--- Start DATA EXCERPTS ---
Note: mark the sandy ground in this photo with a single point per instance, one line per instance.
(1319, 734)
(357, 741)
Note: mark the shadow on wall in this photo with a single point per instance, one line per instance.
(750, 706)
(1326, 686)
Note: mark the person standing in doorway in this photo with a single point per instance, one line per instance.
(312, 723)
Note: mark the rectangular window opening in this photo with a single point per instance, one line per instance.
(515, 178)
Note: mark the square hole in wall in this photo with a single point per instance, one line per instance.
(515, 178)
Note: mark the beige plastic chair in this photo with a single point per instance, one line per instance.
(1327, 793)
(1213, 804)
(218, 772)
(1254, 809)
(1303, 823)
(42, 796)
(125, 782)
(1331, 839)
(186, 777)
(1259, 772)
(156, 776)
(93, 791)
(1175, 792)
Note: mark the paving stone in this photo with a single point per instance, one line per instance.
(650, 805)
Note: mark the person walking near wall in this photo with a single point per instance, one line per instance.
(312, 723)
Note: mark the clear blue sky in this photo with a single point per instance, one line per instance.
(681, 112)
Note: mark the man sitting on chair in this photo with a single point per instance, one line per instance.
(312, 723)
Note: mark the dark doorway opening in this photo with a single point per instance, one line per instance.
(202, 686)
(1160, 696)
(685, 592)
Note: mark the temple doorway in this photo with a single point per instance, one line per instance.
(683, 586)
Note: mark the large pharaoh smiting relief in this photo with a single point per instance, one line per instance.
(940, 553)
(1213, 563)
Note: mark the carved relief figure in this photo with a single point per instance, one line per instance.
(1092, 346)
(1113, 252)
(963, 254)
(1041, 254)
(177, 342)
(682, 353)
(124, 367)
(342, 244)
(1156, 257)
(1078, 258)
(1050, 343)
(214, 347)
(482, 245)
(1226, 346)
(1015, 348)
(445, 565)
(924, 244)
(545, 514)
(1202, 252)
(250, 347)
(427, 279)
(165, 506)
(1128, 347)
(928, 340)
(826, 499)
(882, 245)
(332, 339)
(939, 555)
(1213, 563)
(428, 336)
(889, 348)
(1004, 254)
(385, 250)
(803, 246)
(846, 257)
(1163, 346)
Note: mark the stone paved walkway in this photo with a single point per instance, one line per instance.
--- End DATA EXCERPTS ---
Please repeat every item above word for word, in the same order.

**RESPONSE TO THIS EXERCISE:**
Note: mark the sandy ground in this photo with a single point per instance, one line per instance.
(1319, 734)
(357, 741)
Note: mark the shadow on wall in this photo with a single point per instance, one line per instance.
(750, 706)
(1326, 686)
Note: mark the person standing in doorway in this photo with a single point per instance, one line per instance.
(312, 723)
Note: mark the rectangular window opening in this photo with a single point per instance, one line per instance.
(515, 178)
Note: mark the square hole in wall in this photo with a single point per instance, one line per instance.
(515, 178)
Note: mark the beige plastic chair in this photo with a single point per instance, one line per instance.
(1327, 793)
(1213, 804)
(218, 772)
(1254, 809)
(1303, 823)
(42, 796)
(125, 782)
(1331, 839)
(186, 777)
(1259, 772)
(156, 776)
(93, 791)
(1175, 792)
Note: mark the paving stone in this photo with a single point per instance, one line per instance.
(650, 805)
Note: mark the person walking near wall in this photo with a single point per instance, one line per instance.
(312, 723)
Note: mark the clear blue sky in this photo with a single point per instance, one line per instance.
(681, 112)
Note: mark the man sitting on chair in this photo with a single point per instance, one line per instance.
(312, 723)
Note: mark the dark doorway opening in this photo with a single point per instance, one line per instance.
(202, 686)
(1160, 696)
(685, 592)
Note: mark the temple doorway in this photo with a single point per instance, one line per instance.
(683, 586)
Note: mark the large pharaoh smiting relief in this photo with a single point per instance, one line per instance.
(940, 553)
(1213, 563)
Note: mark the carved relief figure in this photo with a single point per instance, one line per instance.
(1092, 346)
(1113, 252)
(963, 254)
(1041, 254)
(177, 342)
(682, 353)
(124, 367)
(342, 244)
(1156, 257)
(1078, 258)
(1050, 343)
(214, 347)
(482, 245)
(1226, 346)
(1015, 348)
(445, 565)
(924, 244)
(545, 514)
(1202, 252)
(250, 347)
(427, 279)
(165, 506)
(1128, 347)
(928, 340)
(826, 499)
(882, 245)
(332, 339)
(939, 555)
(1213, 563)
(428, 336)
(889, 348)
(1004, 254)
(385, 250)
(803, 246)
(846, 257)
(1163, 346)
Note: mark the stone paved walkway in this photo with a single point per instance, one line per instance.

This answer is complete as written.